■ **Data for review**:
....................

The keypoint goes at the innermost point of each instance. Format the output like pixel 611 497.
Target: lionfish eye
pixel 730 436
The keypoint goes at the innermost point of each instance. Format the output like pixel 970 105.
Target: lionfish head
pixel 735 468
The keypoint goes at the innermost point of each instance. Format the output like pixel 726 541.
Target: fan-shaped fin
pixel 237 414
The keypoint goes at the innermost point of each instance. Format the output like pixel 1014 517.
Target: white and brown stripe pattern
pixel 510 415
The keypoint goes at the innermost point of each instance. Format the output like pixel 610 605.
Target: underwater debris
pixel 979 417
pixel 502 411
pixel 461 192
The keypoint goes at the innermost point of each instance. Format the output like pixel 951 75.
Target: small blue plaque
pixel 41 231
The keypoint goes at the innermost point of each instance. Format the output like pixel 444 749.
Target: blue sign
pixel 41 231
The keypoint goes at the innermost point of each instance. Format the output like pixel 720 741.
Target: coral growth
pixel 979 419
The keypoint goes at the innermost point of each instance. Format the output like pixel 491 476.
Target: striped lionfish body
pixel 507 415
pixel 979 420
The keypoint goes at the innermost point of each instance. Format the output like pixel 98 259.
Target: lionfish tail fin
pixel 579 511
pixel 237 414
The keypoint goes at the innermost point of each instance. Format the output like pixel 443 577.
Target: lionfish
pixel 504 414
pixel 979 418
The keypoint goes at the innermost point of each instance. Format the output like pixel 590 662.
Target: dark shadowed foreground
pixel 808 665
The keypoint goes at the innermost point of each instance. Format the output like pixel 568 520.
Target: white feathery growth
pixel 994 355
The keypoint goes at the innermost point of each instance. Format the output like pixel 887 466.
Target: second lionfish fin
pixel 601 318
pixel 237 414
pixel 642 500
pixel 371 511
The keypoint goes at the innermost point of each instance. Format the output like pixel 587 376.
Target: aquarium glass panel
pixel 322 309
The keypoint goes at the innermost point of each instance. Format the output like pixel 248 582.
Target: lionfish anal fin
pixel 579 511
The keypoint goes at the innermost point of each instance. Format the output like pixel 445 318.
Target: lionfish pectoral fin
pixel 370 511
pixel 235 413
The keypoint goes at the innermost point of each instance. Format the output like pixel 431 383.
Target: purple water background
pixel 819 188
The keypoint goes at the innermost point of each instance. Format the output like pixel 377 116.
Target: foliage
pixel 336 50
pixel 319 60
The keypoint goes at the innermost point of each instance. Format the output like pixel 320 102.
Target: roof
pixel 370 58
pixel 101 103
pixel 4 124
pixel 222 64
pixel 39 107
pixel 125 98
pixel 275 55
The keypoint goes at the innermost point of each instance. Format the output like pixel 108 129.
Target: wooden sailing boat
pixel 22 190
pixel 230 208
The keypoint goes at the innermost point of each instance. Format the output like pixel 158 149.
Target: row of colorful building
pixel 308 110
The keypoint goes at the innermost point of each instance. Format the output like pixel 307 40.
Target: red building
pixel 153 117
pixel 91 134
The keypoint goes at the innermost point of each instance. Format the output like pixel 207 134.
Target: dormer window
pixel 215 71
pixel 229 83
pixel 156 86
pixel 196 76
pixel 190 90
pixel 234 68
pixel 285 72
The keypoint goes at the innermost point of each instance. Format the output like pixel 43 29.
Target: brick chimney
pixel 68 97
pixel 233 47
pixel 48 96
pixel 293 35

....................

Every record must appear in the answer exactly as it appears above.

The keypoint goes at the innermost point of each instance. Format the output like pixel 611 497.
Target: lionfish eye
pixel 730 436
The keypoint goes at the innermost point of each instance. Format the output like pixel 970 105.
Target: lionfish head
pixel 735 468
The keypoint goes at the innermost point of each instance. Format the output like pixel 726 541.
Target: fan-shaped fin
pixel 237 414
The keypoint goes at the innermost point of each instance. Format the output like pixel 1014 517.
Target: white and brown stripe pattern
pixel 510 415
The keypoint goes at the innermost point of each instance. Format the output like pixel 610 605.
Target: underwater debris
pixel 979 417
pixel 502 411
pixel 461 192
The keypoint goes at the innermost point of each instance. Format the output like pixel 951 75.
Target: small blue plaque
pixel 41 231
The keypoint goes at the innermost point of each instance. Format the output like pixel 444 749.
Target: blue sign
pixel 41 231
The keypoint goes at the innermost point of each instance. Format the output like pixel 720 741.
Target: coral growth
pixel 979 419
The keypoint goes at the innermost point of each instance. Format the output like pixel 491 476.
Target: striped lionfish body
pixel 507 415
pixel 979 420
The keypoint goes at the innermost point of each instance. Format the output like pixel 98 259.
Target: lionfish tail fin
pixel 579 511
pixel 237 414
The keypoint goes at the innermost point of each instance. Format the output like pixel 443 577.
Target: lionfish
pixel 504 414
pixel 979 418
The keypoint goes at the innermost point of each instance. Format the output like pixel 590 662.
Target: dark shadowed foreground
pixel 808 665
The keypoint goes at the innermost point of each instance. Format the output like pixel 568 520.
Target: white feathery growth
pixel 994 355
The keypoint goes at the innermost point of each instance. Format the output like pixel 887 466.
Target: second lionfish fin
pixel 601 318
pixel 237 414
pixel 642 500
pixel 371 511
The keypoint goes at the innermost point of each instance. Format the output like pixel 587 376.
Target: aquarium glass panel
pixel 322 309
The keypoint goes at the innermost point of each instance. Format the output like pixel 248 582.
Target: lionfish anal fin
pixel 579 511
The keypoint goes at the innermost point of each instance. Format the output like pixel 445 318.
Target: lionfish pectoral fin
pixel 370 511
pixel 235 413
The keypoint goes at the innermost point of each instance. Format the output like pixel 431 383.
Target: purple water background
pixel 819 188
The keypoint goes at the innermost point of each instance. Format the output like pixel 377 116.
Target: foliage
pixel 336 50
pixel 319 60
The keypoint goes at the innermost point of each instance. Format the output like pixel 320 102.
Target: roof
pixel 370 58
pixel 101 103
pixel 4 124
pixel 222 64
pixel 39 107
pixel 125 98
pixel 275 55
The keypoint goes at the innermost point of each instance. Format the output like pixel 108 129.
Target: wooden sailing boat
pixel 22 190
pixel 230 208
The keypoint goes at the innermost point of each instance. Format the output like pixel 158 149.
Target: row of colorful building
pixel 308 110
The keypoint goes at the innermost point of each instance. Format the output like pixel 307 40.
Target: red building
pixel 153 117
pixel 91 134
The keypoint goes at the innermost point of each instance. Format the output like pixel 207 134.
Target: dormer window
pixel 215 71
pixel 229 83
pixel 156 86
pixel 196 76
pixel 190 90
pixel 234 68
pixel 285 72
The keypoint goes at the innermost point of each instance. Format the output like pixel 43 29.
Target: brick chimney
pixel 68 97
pixel 233 47
pixel 48 96
pixel 293 35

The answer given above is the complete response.